— START —
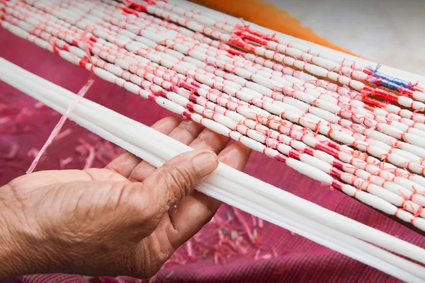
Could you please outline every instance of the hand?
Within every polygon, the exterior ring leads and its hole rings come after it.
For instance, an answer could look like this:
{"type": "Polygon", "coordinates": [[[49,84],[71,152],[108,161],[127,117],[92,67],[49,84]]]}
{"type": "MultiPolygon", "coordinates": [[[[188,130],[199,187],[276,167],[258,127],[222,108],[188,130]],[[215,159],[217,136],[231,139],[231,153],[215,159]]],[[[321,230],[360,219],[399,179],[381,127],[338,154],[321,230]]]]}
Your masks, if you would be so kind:
{"type": "Polygon", "coordinates": [[[215,169],[215,154],[242,170],[249,149],[225,148],[229,138],[189,120],[152,127],[197,150],[159,169],[125,153],[105,168],[37,172],[1,187],[0,278],[150,277],[208,223],[220,202],[193,188],[215,169]]]}

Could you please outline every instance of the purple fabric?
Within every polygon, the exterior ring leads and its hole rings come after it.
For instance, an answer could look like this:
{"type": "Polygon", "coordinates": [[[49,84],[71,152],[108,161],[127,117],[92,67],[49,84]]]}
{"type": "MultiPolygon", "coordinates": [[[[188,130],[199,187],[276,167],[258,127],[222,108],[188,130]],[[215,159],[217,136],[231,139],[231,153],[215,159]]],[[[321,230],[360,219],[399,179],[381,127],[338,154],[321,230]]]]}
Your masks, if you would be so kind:
{"type": "MultiPolygon", "coordinates": [[[[73,66],[59,56],[1,29],[0,56],[74,93],[84,85],[90,76],[86,70],[73,66]]],[[[171,115],[154,103],[137,97],[122,88],[97,78],[86,98],[147,125],[171,115]]],[[[41,148],[60,116],[49,108],[35,108],[36,102],[33,99],[3,82],[0,82],[0,185],[4,185],[24,173],[33,160],[33,157],[28,157],[27,153],[33,148],[41,148]],[[7,117],[13,119],[3,119],[7,117]],[[11,158],[7,156],[7,154],[13,144],[18,146],[18,152],[14,158],[11,158]]],[[[67,168],[83,167],[85,157],[76,153],[75,147],[79,144],[79,138],[89,139],[89,133],[69,121],[66,122],[62,132],[67,129],[72,129],[72,134],[53,142],[36,171],[60,168],[60,159],[69,156],[73,156],[74,160],[67,165],[67,168]]],[[[103,165],[97,158],[94,163],[95,166],[103,165]]],[[[245,172],[403,240],[421,247],[425,245],[424,238],[416,232],[263,154],[252,154],[245,172]]],[[[229,211],[230,207],[223,205],[218,215],[225,219],[229,211]]],[[[251,222],[249,216],[245,214],[244,219],[251,222]]],[[[215,227],[213,224],[208,224],[200,235],[208,235],[215,227]]],[[[225,226],[225,229],[227,227],[225,226]]],[[[220,262],[216,264],[212,255],[207,255],[205,258],[198,257],[196,260],[188,260],[186,264],[167,265],[152,281],[397,282],[381,272],[268,223],[265,223],[262,229],[258,228],[257,231],[261,255],[273,253],[276,256],[256,260],[253,255],[258,248],[249,246],[248,256],[233,255],[226,258],[225,264],[220,262]],[[276,253],[272,253],[272,250],[276,250],[276,253]]],[[[185,248],[183,247],[178,251],[183,258],[186,255],[185,248]]],[[[21,256],[25,258],[25,254],[21,256]]],[[[26,276],[19,280],[28,283],[84,282],[82,277],[64,275],[26,276]]],[[[140,281],[123,277],[102,277],[94,282],[118,283],[140,281]]]]}

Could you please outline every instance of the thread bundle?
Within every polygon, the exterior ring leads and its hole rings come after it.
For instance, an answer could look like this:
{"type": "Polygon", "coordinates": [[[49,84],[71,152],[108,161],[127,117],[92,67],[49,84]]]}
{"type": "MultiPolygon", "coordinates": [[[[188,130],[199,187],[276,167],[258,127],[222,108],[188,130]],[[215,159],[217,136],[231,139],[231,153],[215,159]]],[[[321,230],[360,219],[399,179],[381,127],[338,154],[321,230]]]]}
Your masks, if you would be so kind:
{"type": "Polygon", "coordinates": [[[417,84],[183,1],[0,5],[12,33],[425,231],[417,84]]]}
— END —
Copy out each line word for word, please, skipping the images.

* **Response**
Could you please outline every instance of the hand?
Within every polygon, the exterior ring leads and its hole rings come after it.
For instance, an answer could look like this:
{"type": "Polygon", "coordinates": [[[49,84],[71,152],[108,161],[127,117],[92,67],[49,84]]]}
{"type": "MultiPolygon", "coordinates": [[[[188,130],[199,187],[276,167],[258,127],[222,108],[188,130]],[[215,159],[217,136],[231,139],[231,153],[215,159]]],[[[321,230],[360,219],[399,179],[381,127],[338,154],[321,230]]]]}
Your masks, if you would be so kind:
{"type": "Polygon", "coordinates": [[[215,169],[215,154],[242,170],[249,149],[225,148],[229,138],[189,120],[152,127],[197,150],[159,169],[125,153],[105,168],[37,172],[1,187],[0,278],[150,277],[208,223],[220,202],[193,188],[215,169]]]}

Could you please outline every instance of the purple fabric?
Within every polygon, the exterior ring leads and its hole rings come after it.
For instance, an answer could look like this:
{"type": "Polygon", "coordinates": [[[49,84],[71,152],[108,161],[127,117],[92,67],[49,84]]]}
{"type": "MultiPolygon", "coordinates": [[[[188,130],[199,187],[276,167],[258,127],[222,108],[188,130]],[[215,159],[217,136],[231,139],[231,153],[215,159]]],[[[321,230],[360,219],[399,179],[381,127],[338,154],[321,230]]]]}
Your masks, if you would be so kind:
{"type": "MultiPolygon", "coordinates": [[[[73,66],[59,56],[1,29],[0,56],[74,93],[84,85],[90,76],[86,70],[73,66]]],[[[171,115],[154,103],[137,97],[122,88],[97,78],[86,98],[147,125],[171,115]]],[[[41,148],[60,116],[49,108],[35,108],[36,102],[33,99],[3,82],[0,82],[0,185],[4,185],[24,173],[33,160],[33,157],[28,157],[27,153],[33,148],[41,148]],[[7,117],[13,119],[3,119],[7,117]],[[11,158],[7,156],[7,154],[13,144],[18,146],[18,152],[14,158],[11,158]]],[[[67,168],[83,167],[85,157],[76,153],[75,147],[79,144],[79,138],[89,139],[89,133],[69,121],[66,122],[62,132],[67,129],[72,129],[72,134],[53,142],[36,171],[60,168],[60,159],[69,156],[73,156],[74,160],[67,165],[67,168]]],[[[103,165],[97,158],[94,163],[95,166],[103,165]]],[[[245,172],[403,240],[421,247],[425,245],[424,238],[416,232],[263,154],[252,154],[245,172]]],[[[229,211],[230,207],[223,205],[218,215],[225,219],[229,211]]],[[[251,222],[249,216],[245,214],[244,219],[251,222]]],[[[215,227],[213,224],[208,224],[200,235],[208,235],[215,227]]],[[[225,226],[225,229],[227,227],[225,226]]],[[[220,262],[216,264],[212,255],[207,255],[205,258],[198,257],[196,260],[188,260],[186,264],[167,265],[152,281],[397,282],[381,272],[268,223],[265,223],[262,229],[258,228],[257,231],[261,255],[273,253],[276,256],[256,260],[253,255],[258,248],[249,246],[248,256],[233,255],[226,258],[225,264],[220,262]],[[276,253],[272,253],[272,250],[276,250],[276,253]]],[[[185,248],[183,247],[178,251],[183,258],[186,255],[185,248]]],[[[21,256],[25,258],[25,254],[21,256]]],[[[26,276],[19,280],[28,283],[84,282],[82,277],[64,275],[26,276]]],[[[140,281],[123,277],[102,277],[94,282],[118,283],[140,281]]]]}

Could you please outline every instance of the thread bundle?
Within every polygon, the exterior ring leads and its hole rings come after it.
For instance, an answer could look like this:
{"type": "Polygon", "coordinates": [[[49,84],[71,152],[108,161],[127,117],[92,67],[49,84]]]}
{"type": "MultiPolygon", "coordinates": [[[[188,130],[199,187],[276,167],[258,127],[222,108],[188,130]],[[215,159],[217,136],[231,139],[231,153],[215,159]]],[[[321,230],[360,219],[399,179],[381,127],[338,154],[321,230]]]]}
Your masks, if you would be so kind:
{"type": "Polygon", "coordinates": [[[417,84],[183,1],[0,5],[12,33],[425,231],[417,84]]]}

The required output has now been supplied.